[dm-devel] [PATCH 2/2] Use low pointer bits for dm io region

Mikulas Patocka mpatocka at redhat.com
Wed Nov 11 02:05:04 UTC 2009


Use low pointer bits for dm io region

We need to store two things per bio: the pointer to the main io structure and
a region number, an index of disk where this bio belongs to (if there is
simultaneous write to multiple disks). There can be at most BITS_PER_LONG
regions. BITS_PER_LONG is 32 on 32-bit machines and 64 on 64-bit machines.

A region number was stored in the last hidden bio vector and the pointer to
struct io was stored in bi_private.

This patch changes it so that "struct io" is always aligned on BITS_PER_LONG
bytes and region number is stored in the low BITS_PER_LONG bits of bi_private.

Signed-off-by: Mikulas Patocka <mpatocka at redhat.com>

---
 drivers/md/dm-io.c |   84 +++++++++++++++++++++++++++++++----------------------
 1 file changed, 50 insertions(+), 34 deletions(-)
......
* **TASK OBJECTIVE**
Continue the dm-io patch message about storing the region number in the low bits of the io pointer, starting right after its last line.
......
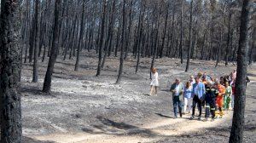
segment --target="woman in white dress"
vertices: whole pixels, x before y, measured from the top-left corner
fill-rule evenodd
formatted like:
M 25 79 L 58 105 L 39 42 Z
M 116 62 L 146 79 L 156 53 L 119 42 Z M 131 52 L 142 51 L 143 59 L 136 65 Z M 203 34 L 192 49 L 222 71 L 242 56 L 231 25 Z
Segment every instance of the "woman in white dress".
M 150 95 L 157 95 L 157 88 L 159 86 L 159 81 L 158 81 L 158 72 L 156 68 L 152 69 L 152 80 L 150 83 Z

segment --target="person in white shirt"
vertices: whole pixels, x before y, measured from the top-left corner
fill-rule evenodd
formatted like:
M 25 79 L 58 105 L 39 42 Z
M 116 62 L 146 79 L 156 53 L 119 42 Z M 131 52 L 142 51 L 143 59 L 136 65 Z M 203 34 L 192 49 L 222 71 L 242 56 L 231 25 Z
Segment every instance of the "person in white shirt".
M 157 88 L 159 87 L 159 78 L 156 68 L 152 68 L 152 80 L 150 83 L 150 95 L 157 95 Z
M 194 76 L 190 76 L 189 82 L 190 82 L 191 85 L 193 85 L 193 84 L 195 84 L 195 77 L 194 77 Z

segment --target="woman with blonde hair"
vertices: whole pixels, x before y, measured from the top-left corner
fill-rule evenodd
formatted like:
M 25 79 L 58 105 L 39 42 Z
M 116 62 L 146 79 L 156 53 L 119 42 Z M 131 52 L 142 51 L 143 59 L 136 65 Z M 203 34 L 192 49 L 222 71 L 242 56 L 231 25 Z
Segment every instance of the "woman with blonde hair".
M 150 83 L 150 95 L 157 95 L 157 88 L 159 86 L 158 72 L 156 68 L 152 68 L 152 80 Z
M 190 82 L 186 83 L 186 86 L 184 87 L 184 112 L 187 113 L 187 107 L 188 112 L 190 113 L 191 107 L 192 107 L 192 86 Z

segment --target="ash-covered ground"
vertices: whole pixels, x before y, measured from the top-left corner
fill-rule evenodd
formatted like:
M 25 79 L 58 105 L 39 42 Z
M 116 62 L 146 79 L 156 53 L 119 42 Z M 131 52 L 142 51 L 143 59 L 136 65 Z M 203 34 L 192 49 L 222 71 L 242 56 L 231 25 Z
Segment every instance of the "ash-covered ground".
M 47 63 L 39 63 L 39 82 L 32 83 L 32 65 L 22 71 L 22 123 L 24 142 L 227 142 L 232 112 L 215 122 L 190 121 L 190 115 L 172 119 L 171 84 L 176 77 L 185 83 L 190 75 L 207 72 L 216 77 L 228 75 L 235 66 L 215 68 L 215 61 L 192 60 L 184 72 L 177 59 L 157 59 L 160 87 L 157 96 L 149 96 L 151 59 L 125 61 L 120 84 L 115 84 L 119 58 L 107 59 L 100 77 L 96 77 L 97 55 L 81 55 L 79 72 L 75 60 L 59 57 L 55 67 L 52 93 L 41 92 Z M 256 67 L 249 68 L 245 142 L 256 142 Z

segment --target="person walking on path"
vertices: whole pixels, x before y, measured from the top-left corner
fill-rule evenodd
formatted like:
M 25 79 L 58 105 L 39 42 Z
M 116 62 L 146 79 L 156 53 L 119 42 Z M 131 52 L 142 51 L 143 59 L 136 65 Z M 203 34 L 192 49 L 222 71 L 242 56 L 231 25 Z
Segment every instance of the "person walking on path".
......
* **RIGHT ANSWER**
Index: linux-2.6.31.6-fast/drivers/md/dm-io.c
===================================================================
--- linux-2.6.31.6-fast.orig/drivers/md/dm-io.c	2009-11-11 00:51:38.000000000 +0100
+++ linux-2.6.31.6-fast/drivers/md/dm-io.c	2009-11-11 02:13:32.000000000 +0100
@@ -14,12 +14,17 @@
 #include <linux/slab.h>
 #include <linux/dm-io.h>
 
+#define DM_IO_MAX_REGIONS	BITS_PER_LONG
+
 struct dm_io_client {
 	mempool_t *pool;
 	struct bio_set *bios;
 };
 
-/* FIXME: can we shrink this ? */
+/*
+ * The alignment of "struct io" is required because region number is stored
+ * in the low bits of the pointer.
+ */
 struct io {
 	unsigned long error_bits;
 	unsigned long eopnotsupp_bits;
@@ -28,7 +33,7 @@ struct io {
 	struct dm_io_client *client;
 	io_notify_fn callback;
 	void *context;
-};
+} __attribute__((aligned(DM_IO_MAX_REGIONS)));
 
 static struct kmem_cache *_io_cache = NULL;
 
@@ -90,18 +95,25 @@ EXPORT_SYMBOL(dm_io_client_destroy);
 
 /*-----------------------------------------------------------------
  * We need to keep track of which region a bio is doing io for.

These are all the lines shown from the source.